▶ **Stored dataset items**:
____________
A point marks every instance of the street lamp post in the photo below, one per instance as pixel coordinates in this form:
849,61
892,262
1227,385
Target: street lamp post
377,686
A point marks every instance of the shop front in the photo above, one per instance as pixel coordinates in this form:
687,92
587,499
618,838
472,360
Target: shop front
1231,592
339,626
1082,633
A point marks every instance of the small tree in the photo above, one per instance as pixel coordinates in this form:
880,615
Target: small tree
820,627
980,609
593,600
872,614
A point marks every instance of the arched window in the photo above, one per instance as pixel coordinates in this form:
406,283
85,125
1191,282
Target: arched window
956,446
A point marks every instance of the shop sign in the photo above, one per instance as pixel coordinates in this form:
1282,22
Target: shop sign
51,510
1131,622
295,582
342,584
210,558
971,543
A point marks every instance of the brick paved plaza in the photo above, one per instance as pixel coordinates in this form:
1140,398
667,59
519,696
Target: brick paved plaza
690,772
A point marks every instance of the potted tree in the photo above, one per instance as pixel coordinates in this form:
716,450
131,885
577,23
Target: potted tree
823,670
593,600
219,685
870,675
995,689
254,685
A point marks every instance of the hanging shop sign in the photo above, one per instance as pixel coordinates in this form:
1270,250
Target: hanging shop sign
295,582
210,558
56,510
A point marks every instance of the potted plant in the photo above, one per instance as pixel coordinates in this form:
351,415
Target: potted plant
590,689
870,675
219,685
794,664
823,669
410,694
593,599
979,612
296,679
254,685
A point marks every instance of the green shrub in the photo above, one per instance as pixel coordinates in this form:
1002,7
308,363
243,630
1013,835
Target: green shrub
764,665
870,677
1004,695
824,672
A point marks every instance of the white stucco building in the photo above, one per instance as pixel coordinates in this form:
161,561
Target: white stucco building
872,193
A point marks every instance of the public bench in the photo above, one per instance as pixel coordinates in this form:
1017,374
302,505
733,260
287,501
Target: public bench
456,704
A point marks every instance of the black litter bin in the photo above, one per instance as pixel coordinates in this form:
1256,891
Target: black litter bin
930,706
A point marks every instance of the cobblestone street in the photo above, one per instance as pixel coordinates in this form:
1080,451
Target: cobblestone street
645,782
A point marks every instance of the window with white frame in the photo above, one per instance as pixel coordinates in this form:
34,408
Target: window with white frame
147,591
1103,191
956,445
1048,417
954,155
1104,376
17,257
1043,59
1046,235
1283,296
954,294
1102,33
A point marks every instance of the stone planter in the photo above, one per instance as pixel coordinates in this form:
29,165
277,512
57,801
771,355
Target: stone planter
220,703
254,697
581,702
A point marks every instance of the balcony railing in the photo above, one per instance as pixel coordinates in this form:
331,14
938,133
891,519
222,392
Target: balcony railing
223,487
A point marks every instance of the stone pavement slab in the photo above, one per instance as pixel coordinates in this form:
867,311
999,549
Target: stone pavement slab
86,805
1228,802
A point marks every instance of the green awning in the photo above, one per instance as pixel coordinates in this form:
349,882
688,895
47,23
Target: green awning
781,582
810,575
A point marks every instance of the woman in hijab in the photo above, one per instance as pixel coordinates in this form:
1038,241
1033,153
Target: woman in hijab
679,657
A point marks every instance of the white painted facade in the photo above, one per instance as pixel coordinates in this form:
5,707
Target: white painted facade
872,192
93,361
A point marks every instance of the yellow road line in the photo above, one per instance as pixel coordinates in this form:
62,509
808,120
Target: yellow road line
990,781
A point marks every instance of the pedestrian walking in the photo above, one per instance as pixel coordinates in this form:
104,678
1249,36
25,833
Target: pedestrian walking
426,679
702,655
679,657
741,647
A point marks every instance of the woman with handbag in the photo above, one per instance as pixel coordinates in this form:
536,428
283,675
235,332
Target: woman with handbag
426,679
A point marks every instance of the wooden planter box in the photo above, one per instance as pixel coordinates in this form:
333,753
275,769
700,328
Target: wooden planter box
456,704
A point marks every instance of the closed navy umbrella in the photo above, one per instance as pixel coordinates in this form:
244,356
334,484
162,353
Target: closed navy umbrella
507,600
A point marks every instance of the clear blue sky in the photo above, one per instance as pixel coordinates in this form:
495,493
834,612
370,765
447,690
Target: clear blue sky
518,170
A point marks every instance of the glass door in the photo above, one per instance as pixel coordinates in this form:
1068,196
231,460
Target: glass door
____________
▶ **INSTRUCTIONS FOR THE TASK**: In the listing above, find the line with "A point marks every instance of the stone pavement" and set down that line and all after it exactly, through the final line.

▶ **EXERCISE SOLUTION**:
A point marks every instance of the stone pavement slab in the photo above, one per instance as pixel coordinates in this form:
867,311
999,549
Target: stone pavement slab
86,805
1228,802
A point marks every instance of the green awning in the photo above, one per instance as pixel coordinates in this form:
349,882
688,895
47,23
Target: green awning
781,582
810,575
A point marks every instance of the woman in hijab in the photo above, one per instance as pixel coordinates in this form:
1038,241
1033,153
Target: woman in hijab
679,657
A point marks every instance of the white painted facade in the photo above, one per instance as pixel coordinates in this form:
5,707
Target: white painted facade
872,192
93,361
A point marks every instance of the yellow road line in the photo above, one per instance as pixel coordinates in this form:
62,509
808,120
Target: yellow road line
990,781
A point marks every instance of the pedestrian walking in the photo above, one per instance as pixel coordinates in this form:
104,678
1249,36
25,833
Target: pedestrian walking
426,679
702,655
679,657
741,647
A point marks every instance of the woman with handbag in the photo above, one per instance as pixel coordinates in this form:
536,428
283,675
235,332
Target: woman with handbag
426,679
A point marks every instance of the wooden planter box in the photo above, one per instance as pixel coordinates in this form:
333,753
275,769
700,328
Target: wooden planter box
456,704
A point marks every instance of the closed navy umbrella in the photo above, one per instance as pixel coordinates in this form:
244,356
334,484
162,353
Target: closed navy umbrella
507,600
A point marks every instance of the clear blue sky in the photo above, one per instance as pixel coordinates in this form:
495,493
834,612
370,765
447,690
Target: clear blue sky
518,170
A point marks every instance of the glass door in the photo above, one per instance as pixel coordinates in this form:
1068,196
231,460
Target: glass door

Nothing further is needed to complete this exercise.